SELECTED EXCERPT:
-.-.-
A spotted dolphin dances along the bottom of the ocean in the Bahamas. I was freediving when I noticed a dolphin feeding on the ocean floor some 30+ feet below. I dropped down to get the picture, but when the dolphin saw me, it turned to the side and started to show off, kicking up a trail of sand behind it.
Clone out the divers on the top left part of the photo and you are good to go!
If you cropped this vertically, give it some height back, like 100pixels to get the dolphin's eye near/on the rule of 3rds intersection for a more "balanced" composition.
Nice capture!
I didn't realize it, but I uploaded a slight crop that cut a little sand under the dolphin. But wow...a 2/5 stars? Nature's Best named it a semifinalist and put it on the cover of Alert Diver magazine. Different strokes for different folks, I guess. Thank you for the advice, though.
2/5 means Needs Work as in needs some corrections ( could be the divers needing to go because they only act as a distraction ).
-.-.-
EXCERPTED DATA:

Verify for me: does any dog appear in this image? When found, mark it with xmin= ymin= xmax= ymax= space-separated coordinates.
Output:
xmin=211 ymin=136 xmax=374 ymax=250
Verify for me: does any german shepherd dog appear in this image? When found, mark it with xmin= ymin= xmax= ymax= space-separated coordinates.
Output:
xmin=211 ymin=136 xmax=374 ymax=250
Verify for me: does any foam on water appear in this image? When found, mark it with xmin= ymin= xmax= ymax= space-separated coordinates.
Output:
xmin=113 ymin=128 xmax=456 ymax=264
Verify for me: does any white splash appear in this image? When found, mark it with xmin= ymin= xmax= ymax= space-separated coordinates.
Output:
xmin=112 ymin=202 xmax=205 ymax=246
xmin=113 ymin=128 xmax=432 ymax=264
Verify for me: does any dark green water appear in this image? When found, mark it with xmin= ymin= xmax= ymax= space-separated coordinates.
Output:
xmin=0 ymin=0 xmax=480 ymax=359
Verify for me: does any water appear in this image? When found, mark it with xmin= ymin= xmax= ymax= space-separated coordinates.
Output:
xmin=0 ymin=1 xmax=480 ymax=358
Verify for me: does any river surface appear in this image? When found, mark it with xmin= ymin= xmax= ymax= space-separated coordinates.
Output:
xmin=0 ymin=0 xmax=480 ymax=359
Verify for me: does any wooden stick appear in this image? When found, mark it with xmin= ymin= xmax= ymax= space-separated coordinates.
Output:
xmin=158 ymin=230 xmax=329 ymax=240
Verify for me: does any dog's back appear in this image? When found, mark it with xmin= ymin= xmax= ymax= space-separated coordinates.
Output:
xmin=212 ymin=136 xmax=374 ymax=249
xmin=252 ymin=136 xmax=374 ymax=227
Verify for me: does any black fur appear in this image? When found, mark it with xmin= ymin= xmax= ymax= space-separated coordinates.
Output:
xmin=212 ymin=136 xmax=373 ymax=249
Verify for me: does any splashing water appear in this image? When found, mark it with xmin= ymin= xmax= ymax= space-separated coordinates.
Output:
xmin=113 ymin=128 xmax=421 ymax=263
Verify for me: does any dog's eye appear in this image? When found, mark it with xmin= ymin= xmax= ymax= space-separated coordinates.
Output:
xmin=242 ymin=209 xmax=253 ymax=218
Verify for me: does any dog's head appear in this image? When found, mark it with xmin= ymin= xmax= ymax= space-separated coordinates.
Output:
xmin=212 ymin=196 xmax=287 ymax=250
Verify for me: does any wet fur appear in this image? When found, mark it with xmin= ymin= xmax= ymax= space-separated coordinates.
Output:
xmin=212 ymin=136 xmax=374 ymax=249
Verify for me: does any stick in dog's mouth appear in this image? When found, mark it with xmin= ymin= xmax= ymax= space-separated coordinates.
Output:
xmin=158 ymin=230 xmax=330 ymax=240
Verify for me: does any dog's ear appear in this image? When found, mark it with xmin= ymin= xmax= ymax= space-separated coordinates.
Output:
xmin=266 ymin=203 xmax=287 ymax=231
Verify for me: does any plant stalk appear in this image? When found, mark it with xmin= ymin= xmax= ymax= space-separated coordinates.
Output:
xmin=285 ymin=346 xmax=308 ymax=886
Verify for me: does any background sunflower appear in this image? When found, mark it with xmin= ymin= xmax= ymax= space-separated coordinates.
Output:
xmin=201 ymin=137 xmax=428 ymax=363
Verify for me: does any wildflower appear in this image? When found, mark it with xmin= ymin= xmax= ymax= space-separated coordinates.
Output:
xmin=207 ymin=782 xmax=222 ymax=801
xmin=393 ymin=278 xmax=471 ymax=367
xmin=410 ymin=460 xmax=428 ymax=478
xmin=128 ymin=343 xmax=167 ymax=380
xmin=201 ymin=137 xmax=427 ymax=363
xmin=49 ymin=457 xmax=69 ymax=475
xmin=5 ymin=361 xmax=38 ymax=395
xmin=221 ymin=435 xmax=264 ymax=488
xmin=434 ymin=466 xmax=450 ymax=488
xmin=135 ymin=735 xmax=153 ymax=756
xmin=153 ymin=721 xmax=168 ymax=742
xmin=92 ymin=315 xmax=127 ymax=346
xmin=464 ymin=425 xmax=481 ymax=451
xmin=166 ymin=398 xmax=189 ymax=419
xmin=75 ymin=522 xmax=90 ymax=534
-.-.-
In the discussion of the spotted dolphin photo above, quote verbatim the passage that starts with the words "If you cropped" and finishes with "Nice capture!".

If you cropped this vertically, give it some height back, like 100pixels to get the dolphin's eye near/on the rule of 3rds intersection for a more "balanced" composition.
Nice capture!